*Source records*
# # #

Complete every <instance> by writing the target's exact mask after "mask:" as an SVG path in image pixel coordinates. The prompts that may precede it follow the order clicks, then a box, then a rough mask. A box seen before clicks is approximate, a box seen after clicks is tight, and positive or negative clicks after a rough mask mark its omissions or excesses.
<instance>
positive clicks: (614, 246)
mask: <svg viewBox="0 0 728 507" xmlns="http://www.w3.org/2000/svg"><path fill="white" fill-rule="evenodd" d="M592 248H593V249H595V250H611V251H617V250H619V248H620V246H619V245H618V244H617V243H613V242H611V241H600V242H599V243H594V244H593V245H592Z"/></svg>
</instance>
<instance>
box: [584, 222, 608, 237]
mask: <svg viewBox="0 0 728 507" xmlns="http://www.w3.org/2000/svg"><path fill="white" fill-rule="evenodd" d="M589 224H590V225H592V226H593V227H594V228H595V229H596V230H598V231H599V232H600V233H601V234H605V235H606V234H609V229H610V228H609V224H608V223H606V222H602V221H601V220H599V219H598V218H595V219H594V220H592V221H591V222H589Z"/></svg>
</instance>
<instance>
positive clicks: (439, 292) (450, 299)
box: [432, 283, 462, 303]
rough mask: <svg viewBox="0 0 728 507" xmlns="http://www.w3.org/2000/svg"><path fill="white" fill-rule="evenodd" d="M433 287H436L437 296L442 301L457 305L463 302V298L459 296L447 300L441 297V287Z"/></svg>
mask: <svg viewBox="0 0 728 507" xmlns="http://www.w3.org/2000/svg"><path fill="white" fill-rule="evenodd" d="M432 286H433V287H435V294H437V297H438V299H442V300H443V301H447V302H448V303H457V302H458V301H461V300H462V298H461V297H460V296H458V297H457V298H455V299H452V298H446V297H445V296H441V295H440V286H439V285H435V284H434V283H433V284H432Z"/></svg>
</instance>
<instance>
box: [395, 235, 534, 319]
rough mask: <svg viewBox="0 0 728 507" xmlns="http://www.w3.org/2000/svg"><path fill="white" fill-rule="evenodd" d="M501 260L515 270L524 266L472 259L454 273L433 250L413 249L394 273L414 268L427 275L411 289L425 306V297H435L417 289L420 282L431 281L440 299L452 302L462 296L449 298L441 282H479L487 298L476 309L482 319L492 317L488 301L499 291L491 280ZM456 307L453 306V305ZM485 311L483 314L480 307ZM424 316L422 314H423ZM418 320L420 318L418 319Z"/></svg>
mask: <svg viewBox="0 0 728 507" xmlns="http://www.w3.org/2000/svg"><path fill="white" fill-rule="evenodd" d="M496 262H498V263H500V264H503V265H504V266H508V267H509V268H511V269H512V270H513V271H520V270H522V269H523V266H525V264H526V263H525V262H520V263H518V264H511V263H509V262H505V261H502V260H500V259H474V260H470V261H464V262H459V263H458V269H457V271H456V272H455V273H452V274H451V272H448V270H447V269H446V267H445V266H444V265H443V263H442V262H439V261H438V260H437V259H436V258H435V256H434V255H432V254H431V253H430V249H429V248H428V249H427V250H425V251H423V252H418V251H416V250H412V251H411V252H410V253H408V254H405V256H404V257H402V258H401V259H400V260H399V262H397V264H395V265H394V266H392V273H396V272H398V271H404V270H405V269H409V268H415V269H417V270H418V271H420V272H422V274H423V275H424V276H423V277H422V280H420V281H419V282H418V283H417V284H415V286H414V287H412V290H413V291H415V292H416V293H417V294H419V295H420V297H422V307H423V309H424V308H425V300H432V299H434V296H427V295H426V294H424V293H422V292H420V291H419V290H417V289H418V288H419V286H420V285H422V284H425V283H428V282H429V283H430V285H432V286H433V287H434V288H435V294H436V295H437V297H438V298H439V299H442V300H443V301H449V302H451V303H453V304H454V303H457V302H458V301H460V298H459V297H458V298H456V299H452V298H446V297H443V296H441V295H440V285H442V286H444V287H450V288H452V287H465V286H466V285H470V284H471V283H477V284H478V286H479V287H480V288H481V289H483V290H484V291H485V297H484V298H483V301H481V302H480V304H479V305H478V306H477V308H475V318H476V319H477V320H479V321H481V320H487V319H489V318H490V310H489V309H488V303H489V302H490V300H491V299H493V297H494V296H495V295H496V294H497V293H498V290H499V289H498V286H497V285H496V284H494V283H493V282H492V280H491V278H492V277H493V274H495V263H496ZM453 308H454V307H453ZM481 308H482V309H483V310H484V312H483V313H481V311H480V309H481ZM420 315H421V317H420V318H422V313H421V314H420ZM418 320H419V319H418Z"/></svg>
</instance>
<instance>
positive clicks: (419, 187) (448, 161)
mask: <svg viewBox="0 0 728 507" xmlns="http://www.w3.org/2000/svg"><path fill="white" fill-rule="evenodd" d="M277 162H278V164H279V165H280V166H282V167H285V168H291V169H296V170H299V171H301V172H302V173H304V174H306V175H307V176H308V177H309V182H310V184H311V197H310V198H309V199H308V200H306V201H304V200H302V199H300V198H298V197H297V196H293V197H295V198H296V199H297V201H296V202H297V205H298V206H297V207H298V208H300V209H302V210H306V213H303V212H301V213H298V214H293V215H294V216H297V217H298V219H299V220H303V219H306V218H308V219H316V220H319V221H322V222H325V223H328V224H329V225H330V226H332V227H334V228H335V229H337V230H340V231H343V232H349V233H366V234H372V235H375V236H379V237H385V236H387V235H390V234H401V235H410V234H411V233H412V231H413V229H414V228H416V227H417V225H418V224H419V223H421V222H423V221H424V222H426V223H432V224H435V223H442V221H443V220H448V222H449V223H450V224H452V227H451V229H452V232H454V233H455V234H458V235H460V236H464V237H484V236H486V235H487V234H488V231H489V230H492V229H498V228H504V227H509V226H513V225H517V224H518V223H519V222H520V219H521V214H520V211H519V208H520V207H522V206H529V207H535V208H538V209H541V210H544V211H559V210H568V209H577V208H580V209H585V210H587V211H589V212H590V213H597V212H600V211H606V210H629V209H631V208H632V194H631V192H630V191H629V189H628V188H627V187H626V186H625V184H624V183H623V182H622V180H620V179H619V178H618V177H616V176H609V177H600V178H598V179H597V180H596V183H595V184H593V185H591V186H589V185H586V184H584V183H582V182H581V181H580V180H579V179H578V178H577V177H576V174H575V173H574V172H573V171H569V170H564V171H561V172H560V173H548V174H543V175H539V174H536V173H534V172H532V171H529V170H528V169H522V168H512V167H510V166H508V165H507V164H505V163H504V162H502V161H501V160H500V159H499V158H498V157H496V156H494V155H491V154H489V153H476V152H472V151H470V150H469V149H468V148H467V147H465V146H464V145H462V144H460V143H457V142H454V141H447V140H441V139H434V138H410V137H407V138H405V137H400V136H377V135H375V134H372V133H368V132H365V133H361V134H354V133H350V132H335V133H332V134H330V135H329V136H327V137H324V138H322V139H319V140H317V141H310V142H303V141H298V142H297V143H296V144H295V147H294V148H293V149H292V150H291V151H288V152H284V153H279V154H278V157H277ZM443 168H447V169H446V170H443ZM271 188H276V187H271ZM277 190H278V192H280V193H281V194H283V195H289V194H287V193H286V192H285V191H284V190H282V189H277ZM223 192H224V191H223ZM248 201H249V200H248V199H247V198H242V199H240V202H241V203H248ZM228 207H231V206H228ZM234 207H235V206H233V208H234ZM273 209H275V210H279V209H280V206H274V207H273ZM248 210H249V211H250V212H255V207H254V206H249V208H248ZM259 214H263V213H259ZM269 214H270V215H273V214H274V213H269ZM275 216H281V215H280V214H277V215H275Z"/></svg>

# # #

*Instructions to follow*
A verbatim copy of the records above should be returned.

*Solution for this task*
Complete every <instance> by writing the target's exact mask after "mask:" as an SVG path in image pixel coordinates. The prompts that may precede it follow the order clicks, then a box, then a rough mask. A box seen before clicks is approximate, a box seen after clicks is tight, and positive or negative clicks after a rough mask mark its omissions or excesses.
<instance>
positive clicks: (614, 246)
mask: <svg viewBox="0 0 728 507" xmlns="http://www.w3.org/2000/svg"><path fill="white" fill-rule="evenodd" d="M592 248H593V249H595V250H611V251H617V250H619V248H620V246H619V245H618V244H617V243H613V242H611V241H600V242H599V243H594V244H593V245H592Z"/></svg>
</instance>
<instance>
box: [584, 222, 608, 237]
mask: <svg viewBox="0 0 728 507" xmlns="http://www.w3.org/2000/svg"><path fill="white" fill-rule="evenodd" d="M589 224H590V225H592V226H593V227H594V228H595V229H596V230H598V231H599V232H600V233H601V234H605V235H606V234H609V229H610V228H609V224H608V223H606V222H602V221H601V220H599V219H598V218H595V219H594V220H592V221H591V222H589Z"/></svg>
</instance>
<instance>
positive clicks: (439, 292) (450, 299)
box: [432, 283, 462, 303]
rough mask: <svg viewBox="0 0 728 507" xmlns="http://www.w3.org/2000/svg"><path fill="white" fill-rule="evenodd" d="M433 287H436L437 296L442 301L457 305L463 302V298L459 296L447 300L441 297V287Z"/></svg>
mask: <svg viewBox="0 0 728 507" xmlns="http://www.w3.org/2000/svg"><path fill="white" fill-rule="evenodd" d="M432 286H433V287H435V294H437V297H438V299H442V300H443V301H447V302H448V303H457V302H458V301H461V300H462V298H461V297H460V296H458V297H457V298H455V299H452V298H446V297H445V296H441V295H440V286H439V285H435V284H434V283H433V284H432Z"/></svg>
</instance>
<instance>
box: [395, 235, 534, 319]
rough mask: <svg viewBox="0 0 728 507" xmlns="http://www.w3.org/2000/svg"><path fill="white" fill-rule="evenodd" d="M501 260L515 270L524 266L472 259L454 273L433 250L413 249L394 273L414 268L427 275L411 289L425 306V297H435L417 289L420 282L431 281L440 299L452 302L462 296L449 298L441 282H479L487 298L476 309L482 319L492 317L488 301L499 291L491 280ZM456 307L453 306V305ZM485 311L483 314L480 307ZM424 316L422 314H423ZM418 320L420 318L418 319Z"/></svg>
mask: <svg viewBox="0 0 728 507" xmlns="http://www.w3.org/2000/svg"><path fill="white" fill-rule="evenodd" d="M496 262H498V263H500V264H503V265H504V266H508V267H509V268H511V269H512V270H513V271H520V270H522V269H523V266H525V264H526V263H525V262H520V263H518V264H511V263H509V262H505V261H502V260H500V259H474V260H470V261H464V262H459V263H458V269H457V271H456V272H455V273H452V274H451V272H448V270H447V269H446V267H445V266H444V265H443V263H442V262H439V261H438V260H437V259H436V258H435V256H434V255H432V254H431V253H430V249H429V248H428V249H427V250H425V251H423V252H418V251H416V250H412V251H411V252H410V253H408V254H405V256H404V257H402V258H401V259H400V260H399V262H397V264H395V265H394V266H392V273H396V272H398V271H404V270H405V269H409V268H415V269H417V270H418V271H420V272H422V274H423V275H424V276H423V277H422V280H420V281H419V282H418V283H417V284H415V286H414V287H412V290H413V291H415V292H416V293H417V294H419V295H420V297H422V307H423V309H424V308H425V300H432V299H434V296H427V295H426V294H424V293H422V292H420V291H419V290H417V289H418V288H419V286H420V285H422V284H425V283H428V282H429V283H430V285H432V286H433V287H434V288H435V294H436V295H437V297H438V298H439V299H442V300H443V301H449V302H451V303H453V304H454V303H457V302H458V301H460V298H459V297H458V298H456V299H452V298H446V297H443V296H441V295H440V285H442V286H444V287H450V288H452V287H465V286H466V285H470V284H471V283H477V284H478V286H479V287H480V288H481V289H483V290H484V291H485V297H484V298H483V301H481V302H480V304H479V305H478V306H477V308H475V318H476V319H477V320H479V321H481V320H487V319H489V318H490V310H489V309H488V303H489V302H490V300H491V299H493V297H494V296H495V295H496V294H497V293H498V290H499V289H498V286H497V285H496V284H494V283H493V282H492V280H491V278H492V277H493V274H495V263H496ZM453 308H454V307H453ZM481 308H482V309H483V310H484V312H483V313H481V311H480V309H481ZM420 315H421V317H420V318H422V313H421V314H420ZM418 320H419V319H418Z"/></svg>
</instance>
<instance>
positive clicks: (419, 187) (448, 161)
mask: <svg viewBox="0 0 728 507" xmlns="http://www.w3.org/2000/svg"><path fill="white" fill-rule="evenodd" d="M277 162H278V164H279V165H280V166H282V167H285V168H291V169H296V170H299V171H301V172H302V173H304V174H306V175H307V176H308V177H309V182H310V184H311V197H310V198H309V199H308V200H306V201H304V200H302V199H300V198H298V197H297V196H293V197H295V198H296V199H297V201H296V202H297V205H298V206H297V207H298V208H300V209H302V210H306V213H303V212H301V213H298V214H293V215H294V216H297V217H298V219H299V220H303V219H306V218H308V219H316V220H319V221H322V222H325V223H328V224H329V225H330V226H332V227H334V228H335V229H337V230H340V231H343V232H349V233H366V234H372V235H375V236H379V237H385V236H387V235H390V234H401V235H410V234H411V233H412V231H413V229H414V228H416V227H417V225H418V224H419V223H421V222H423V221H424V222H426V223H432V224H435V223H442V221H443V220H448V222H449V223H450V224H452V227H451V229H452V232H454V233H455V234H458V235H460V236H464V237H484V236H486V235H487V234H488V231H489V230H492V229H498V228H504V227H509V226H513V225H517V224H518V223H519V222H520V219H521V214H520V211H519V208H520V207H522V206H529V207H535V208H538V209H541V210H544V211H559V210H568V209H577V208H580V209H585V210H587V211H589V212H590V213H597V212H600V211H606V210H629V209H631V208H632V194H631V192H630V191H629V189H628V188H627V187H626V186H625V184H624V183H623V182H622V180H620V179H619V178H618V177H616V176H609V177H600V178H598V179H597V180H596V183H595V184H593V185H591V186H589V185H586V184H584V183H582V182H581V181H580V180H579V179H578V178H577V177H576V174H575V173H574V172H573V171H569V170H564V171H561V172H560V173H548V174H543V175H539V174H536V173H534V172H532V171H529V170H528V169H522V168H512V167H510V166H508V165H507V164H505V163H504V162H502V161H501V160H500V159H499V158H498V157H496V156H494V155H491V154H489V153H476V152H472V151H470V150H469V149H468V148H467V147H465V146H464V145H462V144H460V143H457V142H454V141H447V140H441V139H434V138H410V137H407V138H405V137H400V136H377V135H375V134H372V133H368V132H365V133H361V134H354V133H350V132H335V133H332V134H330V135H329V136H327V137H324V138H322V139H319V140H317V141H310V142H303V141H298V142H297V143H296V144H295V147H294V148H293V149H292V150H291V151H288V152H284V153H279V154H278V157H277ZM443 168H447V169H446V170H443ZM271 188H276V187H271ZM277 190H278V192H280V193H281V194H283V195H289V194H287V193H286V192H285V191H284V190H282V189H277ZM223 192H224V191H223ZM248 201H249V200H248V199H247V198H242V199H240V202H241V203H248ZM228 207H231V206H228ZM234 207H235V206H233V208H234ZM273 209H275V210H279V209H280V206H274V207H273ZM248 210H249V211H250V212H255V207H254V206H249V208H248ZM259 214H263V213H259ZM269 214H270V215H273V214H274V213H269ZM275 216H281V215H280V214H277V215H275Z"/></svg>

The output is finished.